Goal:
Reproduce only the lines that begin at the line with "Detect woman's left" and run to the end of the entries; omit every picture.

Task data:
————
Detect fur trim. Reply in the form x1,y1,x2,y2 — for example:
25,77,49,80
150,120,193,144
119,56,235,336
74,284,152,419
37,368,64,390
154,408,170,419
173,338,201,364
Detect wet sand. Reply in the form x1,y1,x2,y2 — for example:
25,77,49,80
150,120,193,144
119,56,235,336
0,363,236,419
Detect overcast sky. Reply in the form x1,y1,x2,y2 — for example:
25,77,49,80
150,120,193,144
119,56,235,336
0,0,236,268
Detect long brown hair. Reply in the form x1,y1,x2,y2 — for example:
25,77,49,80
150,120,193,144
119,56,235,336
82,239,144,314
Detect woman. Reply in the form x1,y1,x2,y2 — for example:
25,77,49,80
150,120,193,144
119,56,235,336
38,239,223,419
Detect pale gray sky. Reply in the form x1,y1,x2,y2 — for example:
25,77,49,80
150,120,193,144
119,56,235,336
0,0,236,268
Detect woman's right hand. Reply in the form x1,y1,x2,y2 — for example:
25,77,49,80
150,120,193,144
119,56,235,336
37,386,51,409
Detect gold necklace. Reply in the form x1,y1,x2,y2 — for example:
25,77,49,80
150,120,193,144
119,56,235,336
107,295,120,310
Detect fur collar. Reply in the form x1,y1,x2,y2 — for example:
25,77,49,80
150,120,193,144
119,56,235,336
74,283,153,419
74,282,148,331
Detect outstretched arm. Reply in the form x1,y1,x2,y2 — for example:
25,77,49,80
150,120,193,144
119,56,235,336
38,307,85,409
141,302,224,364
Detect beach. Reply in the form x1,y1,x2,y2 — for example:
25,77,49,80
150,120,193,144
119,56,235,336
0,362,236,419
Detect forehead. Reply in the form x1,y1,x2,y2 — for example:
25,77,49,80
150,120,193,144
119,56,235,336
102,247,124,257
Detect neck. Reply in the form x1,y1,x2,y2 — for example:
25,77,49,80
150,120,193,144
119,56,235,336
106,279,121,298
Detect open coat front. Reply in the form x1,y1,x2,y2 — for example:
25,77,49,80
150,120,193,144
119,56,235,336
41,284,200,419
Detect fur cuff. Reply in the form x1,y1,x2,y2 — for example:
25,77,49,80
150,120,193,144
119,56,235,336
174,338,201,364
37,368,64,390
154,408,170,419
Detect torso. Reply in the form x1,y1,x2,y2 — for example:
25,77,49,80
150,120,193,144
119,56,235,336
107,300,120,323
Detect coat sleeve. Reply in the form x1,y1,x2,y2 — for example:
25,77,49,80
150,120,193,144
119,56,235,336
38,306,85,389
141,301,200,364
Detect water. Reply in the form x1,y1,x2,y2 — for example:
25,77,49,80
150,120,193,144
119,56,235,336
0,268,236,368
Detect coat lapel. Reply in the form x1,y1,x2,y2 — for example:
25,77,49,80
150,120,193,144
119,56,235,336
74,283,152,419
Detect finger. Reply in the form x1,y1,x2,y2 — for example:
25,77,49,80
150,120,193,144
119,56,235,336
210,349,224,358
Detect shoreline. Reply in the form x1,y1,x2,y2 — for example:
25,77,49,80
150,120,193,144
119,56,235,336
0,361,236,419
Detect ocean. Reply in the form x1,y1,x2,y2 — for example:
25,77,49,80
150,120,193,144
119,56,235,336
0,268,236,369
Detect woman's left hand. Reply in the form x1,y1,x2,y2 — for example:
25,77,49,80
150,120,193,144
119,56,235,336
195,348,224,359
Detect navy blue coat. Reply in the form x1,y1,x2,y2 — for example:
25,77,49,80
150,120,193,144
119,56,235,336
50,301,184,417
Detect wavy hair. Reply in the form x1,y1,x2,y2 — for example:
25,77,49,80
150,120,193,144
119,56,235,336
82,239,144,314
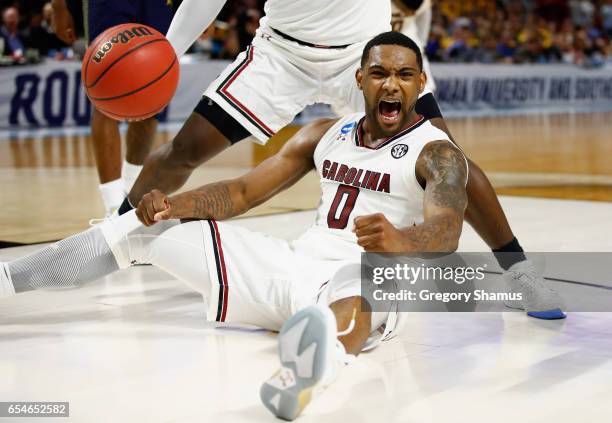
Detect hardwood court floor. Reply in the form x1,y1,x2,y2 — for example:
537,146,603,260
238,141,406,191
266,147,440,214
0,113,612,243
————
Exercise result:
Detect woman's left hand. Reply in the form x1,y1,x2,y2 — for example:
25,77,49,80
150,120,193,144
119,56,235,336
195,348,224,359
Detect navy blue coat. Reply in the form x1,y1,x2,y2 — for example:
25,77,49,80
150,120,193,144
119,56,235,336
50,301,184,417
Detect wavy hair. Reply in the form x1,y1,x2,y2 — for example:
25,77,49,80
150,120,193,144
119,56,235,336
82,239,144,314
Detect hardwood court floor. Reply in the form x1,y1,x2,y2 — for example:
537,146,603,260
238,141,406,191
266,147,440,214
0,113,612,243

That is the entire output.